GIVEN ENTRIES:
┄┄┄┄┄┄

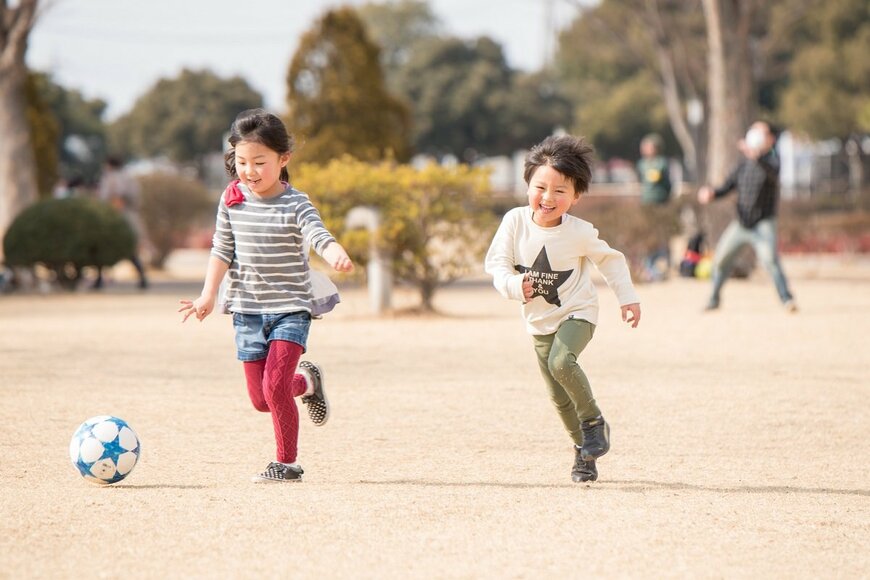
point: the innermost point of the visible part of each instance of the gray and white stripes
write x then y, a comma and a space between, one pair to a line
263, 240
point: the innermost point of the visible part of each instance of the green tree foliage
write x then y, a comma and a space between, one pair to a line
828, 93
435, 222
183, 118
66, 235
610, 61
171, 207
44, 133
397, 27
80, 140
337, 99
468, 101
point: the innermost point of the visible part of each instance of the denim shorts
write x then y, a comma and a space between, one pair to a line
255, 331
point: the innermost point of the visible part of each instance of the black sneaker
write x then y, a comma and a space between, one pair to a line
317, 404
596, 438
279, 472
583, 470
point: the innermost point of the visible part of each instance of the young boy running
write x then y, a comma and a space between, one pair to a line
542, 256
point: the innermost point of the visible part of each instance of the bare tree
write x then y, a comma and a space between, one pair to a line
17, 165
730, 81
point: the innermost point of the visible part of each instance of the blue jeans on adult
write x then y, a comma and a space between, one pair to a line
762, 237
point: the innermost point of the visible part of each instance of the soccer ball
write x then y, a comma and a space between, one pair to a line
104, 449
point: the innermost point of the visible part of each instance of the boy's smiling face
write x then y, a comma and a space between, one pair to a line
551, 195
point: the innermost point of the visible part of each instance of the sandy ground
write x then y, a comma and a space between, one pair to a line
741, 441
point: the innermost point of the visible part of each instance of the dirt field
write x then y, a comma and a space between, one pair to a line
741, 441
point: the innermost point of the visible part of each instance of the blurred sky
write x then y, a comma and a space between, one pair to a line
116, 49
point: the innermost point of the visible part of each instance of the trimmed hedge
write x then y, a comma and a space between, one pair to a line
65, 235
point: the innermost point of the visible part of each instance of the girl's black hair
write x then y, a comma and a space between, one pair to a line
571, 156
258, 126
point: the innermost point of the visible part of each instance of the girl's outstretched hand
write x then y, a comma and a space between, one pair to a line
201, 307
634, 310
336, 257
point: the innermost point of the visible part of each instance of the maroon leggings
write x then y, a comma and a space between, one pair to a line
272, 385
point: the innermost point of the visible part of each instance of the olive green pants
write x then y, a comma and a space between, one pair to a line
569, 388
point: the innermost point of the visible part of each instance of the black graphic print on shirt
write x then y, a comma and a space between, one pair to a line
545, 280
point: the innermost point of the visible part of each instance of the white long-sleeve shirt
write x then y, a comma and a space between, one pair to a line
559, 261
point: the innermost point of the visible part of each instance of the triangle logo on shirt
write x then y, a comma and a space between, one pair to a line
545, 280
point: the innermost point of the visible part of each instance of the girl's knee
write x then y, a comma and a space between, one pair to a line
261, 406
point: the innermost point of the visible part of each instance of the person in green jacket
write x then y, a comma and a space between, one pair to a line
655, 182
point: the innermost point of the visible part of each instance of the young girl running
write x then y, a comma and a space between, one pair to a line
542, 256
263, 226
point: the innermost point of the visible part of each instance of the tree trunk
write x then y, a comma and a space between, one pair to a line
17, 165
730, 85
670, 89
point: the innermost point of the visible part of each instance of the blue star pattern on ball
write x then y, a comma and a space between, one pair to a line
545, 280
104, 449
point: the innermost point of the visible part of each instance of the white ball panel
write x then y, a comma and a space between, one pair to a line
105, 431
127, 439
91, 450
103, 469
126, 461
74, 449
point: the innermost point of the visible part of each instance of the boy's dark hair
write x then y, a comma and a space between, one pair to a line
258, 126
571, 156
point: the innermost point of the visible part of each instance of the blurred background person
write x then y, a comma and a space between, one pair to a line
756, 179
656, 188
119, 189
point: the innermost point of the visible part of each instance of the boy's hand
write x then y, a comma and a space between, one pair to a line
336, 257
527, 288
634, 310
201, 307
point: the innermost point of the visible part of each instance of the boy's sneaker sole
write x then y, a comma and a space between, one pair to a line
279, 473
596, 438
583, 471
316, 403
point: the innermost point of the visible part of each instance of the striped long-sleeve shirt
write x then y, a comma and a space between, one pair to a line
263, 240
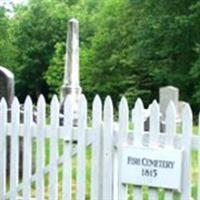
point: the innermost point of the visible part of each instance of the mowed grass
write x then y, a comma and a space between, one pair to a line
161, 193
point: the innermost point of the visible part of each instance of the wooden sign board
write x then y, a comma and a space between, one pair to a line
153, 167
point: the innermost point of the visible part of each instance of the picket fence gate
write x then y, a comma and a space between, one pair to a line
104, 135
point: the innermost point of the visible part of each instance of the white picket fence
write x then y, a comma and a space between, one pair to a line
105, 138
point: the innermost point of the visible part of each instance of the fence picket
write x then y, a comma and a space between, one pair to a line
82, 120
138, 121
187, 133
106, 138
54, 148
122, 137
170, 132
96, 176
107, 149
27, 151
14, 163
67, 153
40, 148
154, 131
3, 130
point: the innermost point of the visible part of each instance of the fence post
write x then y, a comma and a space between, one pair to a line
187, 133
3, 131
108, 149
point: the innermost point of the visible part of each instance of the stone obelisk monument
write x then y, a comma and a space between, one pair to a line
71, 84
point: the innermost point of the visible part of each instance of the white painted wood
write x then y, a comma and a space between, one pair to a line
54, 149
138, 122
170, 132
96, 168
82, 122
27, 149
3, 130
108, 149
40, 158
14, 167
122, 135
187, 133
154, 131
67, 154
153, 167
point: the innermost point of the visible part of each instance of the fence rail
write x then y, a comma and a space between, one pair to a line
104, 136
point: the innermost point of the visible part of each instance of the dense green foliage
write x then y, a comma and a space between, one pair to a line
128, 47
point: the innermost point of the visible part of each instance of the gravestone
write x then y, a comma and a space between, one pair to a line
71, 85
6, 85
167, 94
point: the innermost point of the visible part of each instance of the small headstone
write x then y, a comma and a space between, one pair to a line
6, 85
167, 94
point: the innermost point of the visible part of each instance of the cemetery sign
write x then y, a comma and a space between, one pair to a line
153, 167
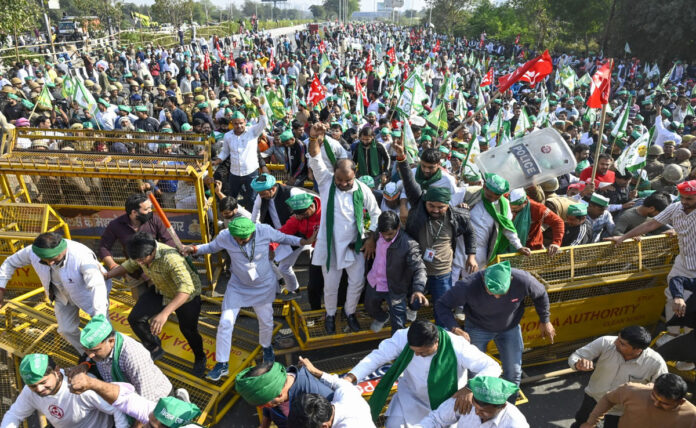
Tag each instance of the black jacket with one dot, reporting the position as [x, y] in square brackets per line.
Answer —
[418, 215]
[405, 268]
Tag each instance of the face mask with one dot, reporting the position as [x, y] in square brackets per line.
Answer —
[144, 218]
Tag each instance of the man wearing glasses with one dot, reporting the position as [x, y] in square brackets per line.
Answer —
[72, 278]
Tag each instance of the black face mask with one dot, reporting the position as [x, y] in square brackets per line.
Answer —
[144, 218]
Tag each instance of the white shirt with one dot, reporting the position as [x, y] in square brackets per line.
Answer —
[411, 402]
[242, 149]
[445, 415]
[350, 408]
[64, 409]
[611, 370]
[345, 231]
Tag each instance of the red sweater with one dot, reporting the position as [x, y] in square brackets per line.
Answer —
[542, 215]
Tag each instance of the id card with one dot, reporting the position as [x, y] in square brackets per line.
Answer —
[251, 270]
[429, 255]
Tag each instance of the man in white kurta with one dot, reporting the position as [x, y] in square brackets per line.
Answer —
[345, 233]
[73, 279]
[411, 402]
[252, 283]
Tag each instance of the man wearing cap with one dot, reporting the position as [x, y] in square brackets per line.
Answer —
[273, 388]
[343, 235]
[431, 366]
[176, 289]
[241, 147]
[170, 412]
[490, 395]
[577, 230]
[120, 358]
[46, 390]
[529, 216]
[680, 216]
[493, 301]
[252, 282]
[71, 276]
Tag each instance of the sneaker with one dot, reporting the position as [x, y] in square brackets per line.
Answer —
[182, 394]
[220, 370]
[353, 324]
[330, 324]
[199, 367]
[377, 325]
[268, 355]
[664, 339]
[685, 366]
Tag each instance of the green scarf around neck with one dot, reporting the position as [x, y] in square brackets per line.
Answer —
[358, 203]
[522, 222]
[373, 168]
[426, 182]
[442, 376]
[501, 242]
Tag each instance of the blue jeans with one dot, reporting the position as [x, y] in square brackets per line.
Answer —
[242, 185]
[509, 343]
[437, 285]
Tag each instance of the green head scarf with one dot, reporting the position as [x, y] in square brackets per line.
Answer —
[241, 227]
[497, 278]
[258, 390]
[174, 413]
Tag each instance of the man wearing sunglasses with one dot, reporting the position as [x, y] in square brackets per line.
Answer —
[72, 278]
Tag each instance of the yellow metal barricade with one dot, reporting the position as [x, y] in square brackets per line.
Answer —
[86, 176]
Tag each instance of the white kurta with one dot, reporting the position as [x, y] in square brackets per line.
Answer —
[411, 403]
[445, 415]
[251, 282]
[345, 231]
[64, 409]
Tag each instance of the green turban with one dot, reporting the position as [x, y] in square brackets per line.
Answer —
[577, 210]
[241, 227]
[173, 413]
[95, 332]
[300, 202]
[492, 390]
[49, 253]
[261, 389]
[438, 194]
[497, 278]
[496, 184]
[33, 368]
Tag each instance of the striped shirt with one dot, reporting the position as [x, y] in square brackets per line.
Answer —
[685, 226]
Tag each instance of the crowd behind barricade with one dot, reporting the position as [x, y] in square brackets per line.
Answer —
[378, 129]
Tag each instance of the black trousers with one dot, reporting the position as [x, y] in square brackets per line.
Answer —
[588, 403]
[150, 304]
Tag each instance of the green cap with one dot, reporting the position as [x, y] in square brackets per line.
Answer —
[95, 332]
[258, 390]
[241, 227]
[577, 210]
[600, 200]
[33, 368]
[438, 194]
[497, 278]
[369, 181]
[492, 390]
[496, 183]
[286, 136]
[173, 413]
[300, 202]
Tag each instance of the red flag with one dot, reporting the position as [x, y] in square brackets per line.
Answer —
[392, 55]
[317, 92]
[601, 86]
[488, 78]
[533, 70]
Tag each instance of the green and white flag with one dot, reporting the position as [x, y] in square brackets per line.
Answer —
[633, 158]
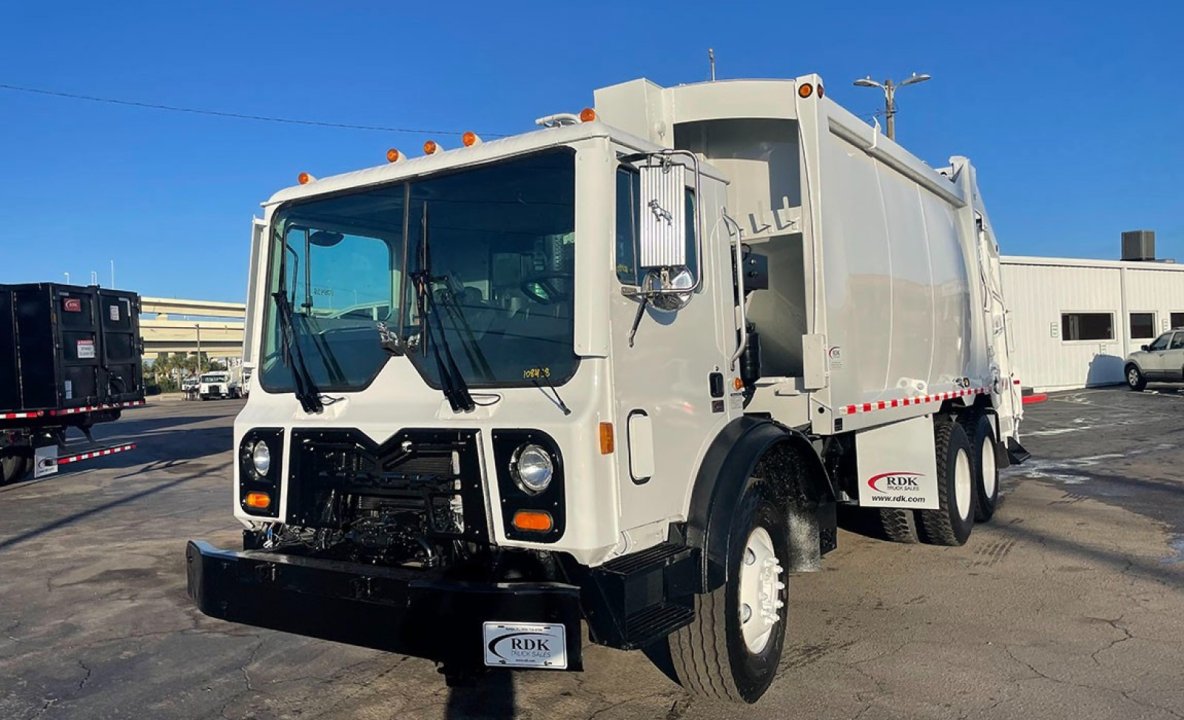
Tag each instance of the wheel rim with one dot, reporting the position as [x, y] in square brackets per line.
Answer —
[760, 590]
[963, 483]
[986, 463]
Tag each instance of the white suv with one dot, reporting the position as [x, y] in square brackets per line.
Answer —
[1163, 360]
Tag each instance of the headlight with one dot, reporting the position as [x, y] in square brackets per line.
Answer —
[261, 457]
[532, 469]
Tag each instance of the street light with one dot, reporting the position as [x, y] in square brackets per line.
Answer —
[889, 89]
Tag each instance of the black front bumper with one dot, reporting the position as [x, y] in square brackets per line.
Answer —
[406, 611]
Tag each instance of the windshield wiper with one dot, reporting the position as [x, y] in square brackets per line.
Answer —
[306, 389]
[452, 383]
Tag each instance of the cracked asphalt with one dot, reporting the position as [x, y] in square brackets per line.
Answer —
[1069, 604]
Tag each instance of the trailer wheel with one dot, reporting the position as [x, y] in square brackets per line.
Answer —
[899, 524]
[954, 518]
[731, 650]
[986, 471]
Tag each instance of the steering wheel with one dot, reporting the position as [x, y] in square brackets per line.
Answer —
[542, 289]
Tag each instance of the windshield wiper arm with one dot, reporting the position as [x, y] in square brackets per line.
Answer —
[304, 386]
[452, 383]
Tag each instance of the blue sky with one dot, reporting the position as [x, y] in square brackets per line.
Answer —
[1070, 110]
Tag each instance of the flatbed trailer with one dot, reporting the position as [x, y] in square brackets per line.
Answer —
[70, 359]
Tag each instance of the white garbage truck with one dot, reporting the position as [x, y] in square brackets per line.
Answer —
[621, 370]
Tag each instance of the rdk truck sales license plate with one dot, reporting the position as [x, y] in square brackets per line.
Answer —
[526, 645]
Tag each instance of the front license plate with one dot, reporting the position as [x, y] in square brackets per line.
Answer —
[526, 645]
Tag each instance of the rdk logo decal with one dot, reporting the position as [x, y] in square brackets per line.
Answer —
[518, 643]
[895, 482]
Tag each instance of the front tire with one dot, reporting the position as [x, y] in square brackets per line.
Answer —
[731, 650]
[1134, 378]
[954, 518]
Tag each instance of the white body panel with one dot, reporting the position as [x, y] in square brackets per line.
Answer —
[898, 465]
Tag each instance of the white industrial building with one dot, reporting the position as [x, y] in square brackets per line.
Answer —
[1074, 321]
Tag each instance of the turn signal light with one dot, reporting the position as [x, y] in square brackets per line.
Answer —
[533, 521]
[606, 441]
[259, 501]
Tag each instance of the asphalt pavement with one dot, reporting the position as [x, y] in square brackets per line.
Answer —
[1068, 604]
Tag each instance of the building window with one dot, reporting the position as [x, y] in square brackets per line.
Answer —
[1087, 326]
[1143, 325]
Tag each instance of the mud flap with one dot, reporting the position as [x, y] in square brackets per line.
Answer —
[1016, 452]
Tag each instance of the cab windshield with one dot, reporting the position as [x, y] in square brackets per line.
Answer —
[478, 261]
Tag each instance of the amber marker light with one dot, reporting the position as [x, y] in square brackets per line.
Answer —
[606, 439]
[533, 521]
[258, 501]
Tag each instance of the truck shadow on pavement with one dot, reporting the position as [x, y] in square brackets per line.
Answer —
[488, 695]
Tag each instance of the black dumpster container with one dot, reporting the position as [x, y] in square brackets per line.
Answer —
[68, 346]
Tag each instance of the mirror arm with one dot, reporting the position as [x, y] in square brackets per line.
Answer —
[738, 269]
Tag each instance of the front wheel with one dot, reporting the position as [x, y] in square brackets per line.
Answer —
[731, 650]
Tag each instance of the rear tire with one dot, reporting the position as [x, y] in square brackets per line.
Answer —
[1134, 378]
[954, 518]
[719, 654]
[986, 470]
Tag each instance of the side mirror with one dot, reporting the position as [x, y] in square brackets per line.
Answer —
[663, 216]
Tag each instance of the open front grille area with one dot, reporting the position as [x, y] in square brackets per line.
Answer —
[405, 500]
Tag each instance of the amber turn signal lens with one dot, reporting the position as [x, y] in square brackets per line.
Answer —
[606, 441]
[533, 521]
[259, 501]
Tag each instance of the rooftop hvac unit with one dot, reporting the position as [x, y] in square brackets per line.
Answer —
[1139, 245]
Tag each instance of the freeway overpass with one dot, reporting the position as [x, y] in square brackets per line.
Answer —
[171, 325]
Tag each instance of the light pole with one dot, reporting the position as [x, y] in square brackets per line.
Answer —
[889, 89]
[198, 327]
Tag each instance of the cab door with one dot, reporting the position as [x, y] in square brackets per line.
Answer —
[1173, 359]
[1153, 361]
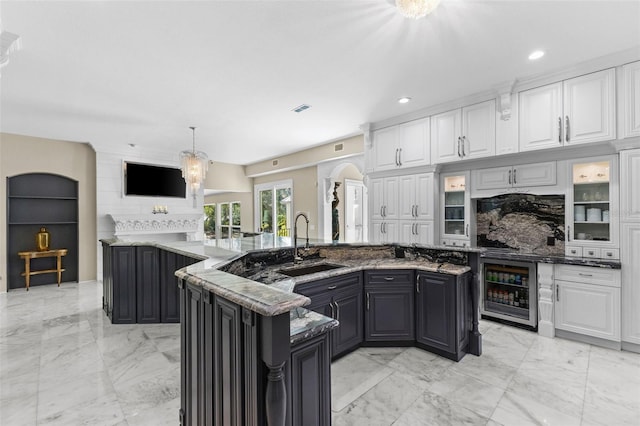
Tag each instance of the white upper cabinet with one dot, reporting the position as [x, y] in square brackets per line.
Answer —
[416, 196]
[630, 185]
[465, 133]
[384, 195]
[576, 111]
[523, 175]
[413, 143]
[402, 146]
[385, 148]
[630, 100]
[540, 122]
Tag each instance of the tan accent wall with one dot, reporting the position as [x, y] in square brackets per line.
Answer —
[308, 157]
[305, 193]
[25, 154]
[349, 172]
[227, 177]
[246, 206]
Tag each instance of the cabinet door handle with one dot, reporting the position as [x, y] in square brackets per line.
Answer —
[559, 129]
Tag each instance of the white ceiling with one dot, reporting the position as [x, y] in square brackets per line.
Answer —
[115, 73]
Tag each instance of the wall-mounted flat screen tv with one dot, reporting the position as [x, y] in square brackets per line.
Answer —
[153, 181]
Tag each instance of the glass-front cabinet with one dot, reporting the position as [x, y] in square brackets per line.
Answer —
[455, 203]
[592, 206]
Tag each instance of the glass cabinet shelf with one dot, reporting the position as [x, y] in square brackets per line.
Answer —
[591, 201]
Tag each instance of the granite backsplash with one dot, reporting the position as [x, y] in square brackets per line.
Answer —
[523, 222]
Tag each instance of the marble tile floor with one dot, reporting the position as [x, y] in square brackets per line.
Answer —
[63, 363]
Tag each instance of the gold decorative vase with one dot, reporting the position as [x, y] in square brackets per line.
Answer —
[42, 239]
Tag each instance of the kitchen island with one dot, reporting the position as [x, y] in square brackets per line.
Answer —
[244, 360]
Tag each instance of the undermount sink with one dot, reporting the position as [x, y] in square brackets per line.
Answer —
[297, 271]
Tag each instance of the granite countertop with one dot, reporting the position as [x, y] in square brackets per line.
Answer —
[566, 260]
[272, 276]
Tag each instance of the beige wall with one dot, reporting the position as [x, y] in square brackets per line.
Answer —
[309, 157]
[305, 193]
[246, 206]
[349, 172]
[227, 177]
[25, 154]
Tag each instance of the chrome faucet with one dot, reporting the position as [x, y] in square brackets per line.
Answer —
[296, 257]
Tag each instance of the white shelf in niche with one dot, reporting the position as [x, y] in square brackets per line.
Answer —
[148, 224]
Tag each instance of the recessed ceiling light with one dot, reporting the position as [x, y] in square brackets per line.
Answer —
[536, 54]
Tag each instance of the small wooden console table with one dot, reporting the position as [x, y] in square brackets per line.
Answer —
[28, 255]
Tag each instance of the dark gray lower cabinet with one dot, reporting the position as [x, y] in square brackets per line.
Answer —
[309, 383]
[223, 376]
[139, 284]
[147, 285]
[340, 298]
[443, 313]
[123, 286]
[389, 306]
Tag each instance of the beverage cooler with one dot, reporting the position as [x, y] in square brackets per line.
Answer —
[509, 291]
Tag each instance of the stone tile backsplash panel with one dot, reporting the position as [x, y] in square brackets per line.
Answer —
[524, 222]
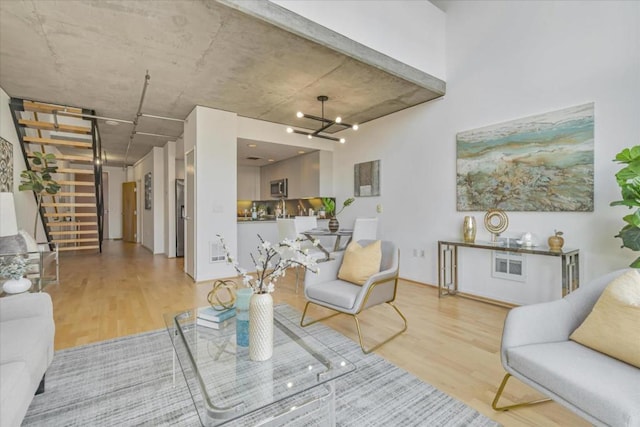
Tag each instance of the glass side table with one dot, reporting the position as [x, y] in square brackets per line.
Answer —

┄┄┄┄┄┄

YOUR GOAL: Leaving out every picture, extract verbatim the lines from the one containing "Tag each instance of the dark" through the last line of the listing, inclusive.

WORKED SOLUTION:
Tag each instance of the dark gray lower cabinet with one dot, reporting the position as [x, y] in square brackets per line.
Answer —
[309, 383]
[223, 376]
[139, 284]
[147, 285]
[340, 298]
[443, 313]
[123, 286]
[389, 306]
Tag each instance of the beverage cooler with one dot, reporting the position as [x, y] in square brackets per line.
Answer —
[509, 291]
Tag each instance of the stone tile backsplash panel with one dot, reporting the position as [x, y] in square brackets per line.
Answer —
[524, 222]
Tag each instance of the glass side table with one dot, reporting the position as [x, y] in square brackets per line.
Answer —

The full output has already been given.